**What you will do**
Copy out every row below with "Objective" swapped for "Goal" wherever it appears, and leave everything else unchanged.
** Begin **
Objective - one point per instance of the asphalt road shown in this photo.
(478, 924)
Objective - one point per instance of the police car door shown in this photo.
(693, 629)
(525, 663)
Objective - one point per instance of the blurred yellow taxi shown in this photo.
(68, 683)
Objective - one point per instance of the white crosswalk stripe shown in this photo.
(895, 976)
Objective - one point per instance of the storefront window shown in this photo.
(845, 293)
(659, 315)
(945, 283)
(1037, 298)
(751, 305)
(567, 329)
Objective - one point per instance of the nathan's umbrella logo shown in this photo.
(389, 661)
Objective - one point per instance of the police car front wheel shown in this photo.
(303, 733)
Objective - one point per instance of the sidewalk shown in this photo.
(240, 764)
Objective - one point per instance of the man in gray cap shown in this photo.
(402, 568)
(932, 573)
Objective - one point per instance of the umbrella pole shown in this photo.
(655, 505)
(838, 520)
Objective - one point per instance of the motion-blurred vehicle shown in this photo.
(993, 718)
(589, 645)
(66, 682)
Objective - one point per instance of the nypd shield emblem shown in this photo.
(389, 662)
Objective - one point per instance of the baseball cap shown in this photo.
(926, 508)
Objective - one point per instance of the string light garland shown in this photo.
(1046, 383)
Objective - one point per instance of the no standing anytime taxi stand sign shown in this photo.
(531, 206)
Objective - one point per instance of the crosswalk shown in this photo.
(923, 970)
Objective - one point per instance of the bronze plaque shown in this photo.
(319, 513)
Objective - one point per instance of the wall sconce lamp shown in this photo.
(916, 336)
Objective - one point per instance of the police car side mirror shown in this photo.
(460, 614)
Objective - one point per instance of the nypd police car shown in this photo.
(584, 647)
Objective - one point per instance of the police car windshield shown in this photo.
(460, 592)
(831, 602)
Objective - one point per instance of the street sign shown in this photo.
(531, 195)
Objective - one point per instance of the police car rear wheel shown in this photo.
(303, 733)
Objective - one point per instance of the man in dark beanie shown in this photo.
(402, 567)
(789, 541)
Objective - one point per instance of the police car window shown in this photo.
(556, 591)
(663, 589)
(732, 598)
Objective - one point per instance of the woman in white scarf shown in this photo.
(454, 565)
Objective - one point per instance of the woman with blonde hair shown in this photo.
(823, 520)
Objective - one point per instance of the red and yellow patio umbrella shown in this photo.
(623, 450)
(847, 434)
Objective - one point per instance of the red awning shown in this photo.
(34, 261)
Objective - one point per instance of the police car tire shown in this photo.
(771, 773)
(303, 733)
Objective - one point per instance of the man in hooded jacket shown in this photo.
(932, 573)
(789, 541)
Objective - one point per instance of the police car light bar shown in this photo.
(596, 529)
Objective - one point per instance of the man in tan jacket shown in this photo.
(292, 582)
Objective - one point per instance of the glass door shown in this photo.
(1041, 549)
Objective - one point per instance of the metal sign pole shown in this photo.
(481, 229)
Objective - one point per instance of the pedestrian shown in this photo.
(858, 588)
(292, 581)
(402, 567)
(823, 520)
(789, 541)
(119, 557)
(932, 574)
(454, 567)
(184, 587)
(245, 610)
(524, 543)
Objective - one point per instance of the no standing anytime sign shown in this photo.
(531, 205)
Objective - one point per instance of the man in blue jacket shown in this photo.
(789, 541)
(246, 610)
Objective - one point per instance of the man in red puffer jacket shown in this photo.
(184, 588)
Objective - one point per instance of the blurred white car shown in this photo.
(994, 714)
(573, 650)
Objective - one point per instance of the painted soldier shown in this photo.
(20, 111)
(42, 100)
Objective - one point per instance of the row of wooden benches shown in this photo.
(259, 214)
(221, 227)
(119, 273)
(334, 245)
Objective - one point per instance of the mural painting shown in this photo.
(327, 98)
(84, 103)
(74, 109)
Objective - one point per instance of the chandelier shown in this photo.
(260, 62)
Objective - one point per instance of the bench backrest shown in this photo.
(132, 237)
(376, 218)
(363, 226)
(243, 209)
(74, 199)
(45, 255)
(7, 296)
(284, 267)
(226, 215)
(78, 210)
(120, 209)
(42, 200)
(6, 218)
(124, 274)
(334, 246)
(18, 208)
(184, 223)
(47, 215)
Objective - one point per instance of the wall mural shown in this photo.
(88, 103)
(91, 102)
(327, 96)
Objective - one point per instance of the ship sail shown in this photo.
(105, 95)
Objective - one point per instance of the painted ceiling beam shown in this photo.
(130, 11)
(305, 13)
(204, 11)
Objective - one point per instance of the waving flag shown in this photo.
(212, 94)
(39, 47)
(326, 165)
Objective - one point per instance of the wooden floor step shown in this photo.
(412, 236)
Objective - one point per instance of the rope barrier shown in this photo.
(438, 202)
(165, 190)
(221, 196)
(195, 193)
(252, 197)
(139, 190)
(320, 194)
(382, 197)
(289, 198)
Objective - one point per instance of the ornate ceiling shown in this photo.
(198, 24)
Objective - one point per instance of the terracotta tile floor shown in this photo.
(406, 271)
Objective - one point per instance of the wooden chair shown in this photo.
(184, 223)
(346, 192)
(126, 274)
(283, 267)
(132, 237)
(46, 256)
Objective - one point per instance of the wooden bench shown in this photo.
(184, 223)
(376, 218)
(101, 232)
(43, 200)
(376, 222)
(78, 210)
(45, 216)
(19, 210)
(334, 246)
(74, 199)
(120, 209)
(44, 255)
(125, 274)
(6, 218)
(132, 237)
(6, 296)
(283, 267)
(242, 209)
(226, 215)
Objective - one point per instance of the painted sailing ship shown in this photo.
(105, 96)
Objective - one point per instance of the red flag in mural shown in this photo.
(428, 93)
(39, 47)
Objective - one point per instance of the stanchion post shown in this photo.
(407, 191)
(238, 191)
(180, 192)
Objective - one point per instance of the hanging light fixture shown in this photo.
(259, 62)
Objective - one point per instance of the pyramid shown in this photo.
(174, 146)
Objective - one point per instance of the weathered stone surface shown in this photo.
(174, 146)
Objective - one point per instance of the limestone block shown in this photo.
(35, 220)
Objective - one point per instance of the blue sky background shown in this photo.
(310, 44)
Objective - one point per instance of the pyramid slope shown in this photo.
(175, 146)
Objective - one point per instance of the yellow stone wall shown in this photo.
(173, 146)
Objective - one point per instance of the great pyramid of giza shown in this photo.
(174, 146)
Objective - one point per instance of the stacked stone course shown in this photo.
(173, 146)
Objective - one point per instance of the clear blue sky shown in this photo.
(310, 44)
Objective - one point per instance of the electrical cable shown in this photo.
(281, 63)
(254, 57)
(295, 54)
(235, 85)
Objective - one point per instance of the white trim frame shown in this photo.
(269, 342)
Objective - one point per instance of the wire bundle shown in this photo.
** End **
**Output below**
Goal - one point per instance of the asphalt road shown in this photo.
(478, 924)
Goal - one point per instance of the police car door shown in this photo.
(693, 629)
(525, 663)
Goal - one point per instance of the blurred yellow taxi shown in this photo.
(68, 683)
Goal - one point per instance of the white crosswalk stripe shown in this photo.
(895, 976)
Goal - one point per instance of the storefront window shown in this photo.
(845, 293)
(659, 315)
(945, 283)
(1037, 298)
(751, 305)
(567, 329)
Goal - one point per instance of the nathan's umbrella logo shown in this photo.
(389, 661)
Goal - one point per instance of the police car front wheel shown in this photo.
(303, 733)
Goal - one point per instance of the sidewalk shown in this photo.
(240, 764)
Goal - one point per instance of the man in gray cap shown in this photo.
(402, 568)
(932, 573)
Goal - one point per instance of the umbrella pole shown in this photo.
(655, 505)
(838, 520)
Goal - one point per instance of the motion-blurred vehicle shown in this photo.
(993, 718)
(589, 645)
(66, 682)
Goal - one point per instance of the nypd shield emblem shown in this photo.
(389, 662)
Goal - one point per instance of the baseball cap shown in this photo.
(926, 508)
Goal - one point per instance of the string light garland shown in this photo.
(1046, 383)
Goal - one point per instance of the no standing anytime taxi stand sign shown in this photo.
(531, 206)
Goal - one point per instance of the crosswalk shown in this photo.
(923, 970)
Goal - one point per instance of the bronze plaque shown in this photo.
(319, 513)
Goal - one point per instance of the wall sconce lamp shown in this photo.
(916, 336)
Goal - one point per instance of the police car side mirror shown in this photo.
(460, 614)
Goal - one point per instance of the nypd police car shown in this photo.
(584, 647)
Goal - one point per instance of the police car windshield shown in this photo.
(460, 592)
(831, 602)
Goal - one point per instance of the street sign shown in this photo.
(531, 195)
Goal - one point per instance of the police car rear wheel shown in this photo.
(303, 733)
Goal - one point per instance of the man in dark beanie shown in this photo.
(402, 567)
(789, 541)
Goal - one point per instance of the police car window shown in this photo.
(556, 591)
(663, 589)
(732, 598)
Goal - one point per instance of the woman in white scarf shown in this photo.
(454, 565)
Goal - one point per instance of the woman with blonde hair shown in this photo.
(823, 520)
Goal - one point per instance of the red and yellow patio umbrella shown in this photo.
(623, 450)
(847, 434)
Goal - one point per instance of the red awning shown in this photo.
(34, 261)
Goal - one point per instance of the police car tire shown in this photo.
(771, 773)
(303, 733)
Goal - one point per instance of the man in hooded jacket shown in this photo.
(932, 573)
(789, 541)
Goal - one point per instance of the police car light bar shown in this photo.
(596, 529)
Goal - one point per instance of the man in tan jacket shown in this photo.
(292, 582)
Goal - one point per instance of the glass door shown in this photo.
(1041, 549)
Goal - one point per instance of the metal sign pole shown in this photo.
(481, 229)
Goal - one point per instance of the pedestrian shown in this photo.
(858, 588)
(292, 581)
(402, 567)
(823, 520)
(789, 541)
(119, 557)
(932, 574)
(454, 567)
(184, 587)
(245, 610)
(524, 543)
Goal - one point per instance of the no standing anytime sign shown in this photo.
(531, 205)
Goal - one point per instance of the man in blue jacket shown in this photo.
(789, 541)
(246, 610)
Goal - one point per instance of the man in red puffer jacket shown in this photo.
(184, 588)
Goal - one point per instance of the blurred white car shown in this photo.
(994, 714)
(573, 650)
Goal - one point per instance of the painted soldier shown in this photo.
(20, 111)
(42, 100)
Goal - one point per instance of the row of wooden benches shown in this photo.
(259, 214)
(221, 227)
(119, 273)
(334, 245)
Goal - one point per instance of the mural painting shown in this photo.
(327, 98)
(84, 103)
(74, 109)
Goal - one point per instance of the chandelier shown in this photo.
(260, 62)
Goal - one point per instance of the bench backrest shown in this photo.
(132, 237)
(376, 218)
(363, 226)
(243, 209)
(74, 199)
(45, 255)
(7, 296)
(284, 267)
(226, 215)
(78, 210)
(120, 209)
(42, 200)
(6, 218)
(124, 274)
(334, 246)
(18, 208)
(184, 223)
(47, 215)
Goal - one point per instance of the wall mural shown in this photo.
(88, 103)
(91, 102)
(327, 96)
Goal - one point per instance of the ship sail shown in this photo.
(105, 95)
Goal - one point per instance of the painted ceiling beam shown in this photo.
(130, 11)
(305, 13)
(204, 11)
Goal - one point per instance of the waving flag shown in this photo.
(212, 94)
(39, 47)
(326, 165)
Goal - one point per instance of the wooden floor step shown in this photo.
(412, 236)
Goal - one point per instance of the rope barrier shown in this photo.
(438, 202)
(165, 190)
(221, 196)
(195, 193)
(252, 197)
(139, 190)
(320, 194)
(382, 197)
(289, 198)
Goal - one point per instance of the ornate ceiling shown in this photo.
(198, 24)
Goal - one point per instance of the terracotta tile floor shown in this photo.
(406, 271)
Goal - one point per instance of the wooden chair shown in this photo.
(184, 223)
(346, 192)
(126, 274)
(283, 267)
(132, 237)
(46, 256)
Goal - one point per instance of the wooden bench shown in this photo.
(184, 223)
(376, 218)
(101, 232)
(43, 200)
(376, 222)
(78, 210)
(45, 216)
(19, 210)
(334, 246)
(74, 199)
(120, 209)
(44, 255)
(125, 274)
(6, 218)
(132, 237)
(6, 296)
(283, 267)
(242, 209)
(226, 215)
Goal - one point per instance of the painted sailing ship shown in this photo.
(105, 96)
Goal - one point per instance of the red flag in mural shown in this photo.
(428, 93)
(39, 47)
Goal - one point per instance of the stanchion post shown in this photo.
(407, 191)
(238, 191)
(180, 192)
Goal - one point per instance of the hanging light fixture shown in this photo.
(259, 62)
Goal - one point per instance of the pyramid shown in this photo.
(174, 146)
Goal - one point per instance of the weathered stone surface shown in this photo.
(174, 146)
Goal - one point per instance of the limestone block shown in this photo.
(35, 220)
Goal - one point per instance of the blue sky background shown in this photo.
(310, 44)
Goal - one point per instance of the pyramid slope shown in this photo.
(175, 146)
Goal - one point per instance of the yellow stone wall shown in this photo.
(173, 146)
Goal - one point per instance of the great pyramid of giza shown in this photo.
(174, 146)
Goal - one point per instance of the stacked stone course shown in this photo.
(173, 146)
Goal - one point per instance of the clear blue sky shown in this photo.
(310, 44)
Goal - one point per instance of the electrical cable shown in this photo.
(281, 63)
(254, 57)
(295, 54)
(235, 85)
Goal - one point per instance of the white trim frame shown in this photo.
(269, 342)
Goal - one point per instance of the wire bundle shown in this photo.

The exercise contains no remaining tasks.